Identify every line in the records below that contains the word "from", and copy each of those lines out in full.
++++ SOURCE MATERIAL ++++
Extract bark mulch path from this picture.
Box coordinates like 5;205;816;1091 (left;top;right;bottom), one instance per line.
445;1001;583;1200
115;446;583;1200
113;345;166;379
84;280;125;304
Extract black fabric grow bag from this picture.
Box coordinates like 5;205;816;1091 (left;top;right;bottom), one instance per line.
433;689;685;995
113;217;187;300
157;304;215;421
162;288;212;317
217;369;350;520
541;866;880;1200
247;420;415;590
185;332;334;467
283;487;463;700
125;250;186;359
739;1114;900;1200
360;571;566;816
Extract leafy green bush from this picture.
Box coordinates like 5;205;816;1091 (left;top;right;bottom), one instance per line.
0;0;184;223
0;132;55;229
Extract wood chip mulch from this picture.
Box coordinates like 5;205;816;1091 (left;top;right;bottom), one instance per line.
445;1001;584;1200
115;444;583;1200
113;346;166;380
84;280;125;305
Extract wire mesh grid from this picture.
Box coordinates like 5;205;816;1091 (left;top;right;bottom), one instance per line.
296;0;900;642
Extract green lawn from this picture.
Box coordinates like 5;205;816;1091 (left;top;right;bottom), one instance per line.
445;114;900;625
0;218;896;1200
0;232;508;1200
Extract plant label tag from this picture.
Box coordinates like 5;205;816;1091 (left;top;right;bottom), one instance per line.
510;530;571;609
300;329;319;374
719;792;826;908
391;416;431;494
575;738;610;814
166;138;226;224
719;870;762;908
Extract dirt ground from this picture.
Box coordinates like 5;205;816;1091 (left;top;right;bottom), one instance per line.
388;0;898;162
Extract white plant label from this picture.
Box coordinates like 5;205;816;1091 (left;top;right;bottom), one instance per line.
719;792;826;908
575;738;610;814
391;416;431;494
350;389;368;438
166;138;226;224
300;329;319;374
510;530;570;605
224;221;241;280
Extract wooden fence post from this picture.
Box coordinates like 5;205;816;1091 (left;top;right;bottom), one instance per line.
++++
(COMPLETE RESPONSE):
Extract bark mulch path from this picture.
Extract black fabric grow bag from this picture.
Extract leafy green bush from this picture.
Extract wood chip mulch from this picture.
Extract wire mesh grid from this picture.
Extract green lawn from this picture.
Extract plant label tag from this picture.
Extract dirt ground from this picture.
Extract white plant label from this picture.
Extract wooden fence post from this picture.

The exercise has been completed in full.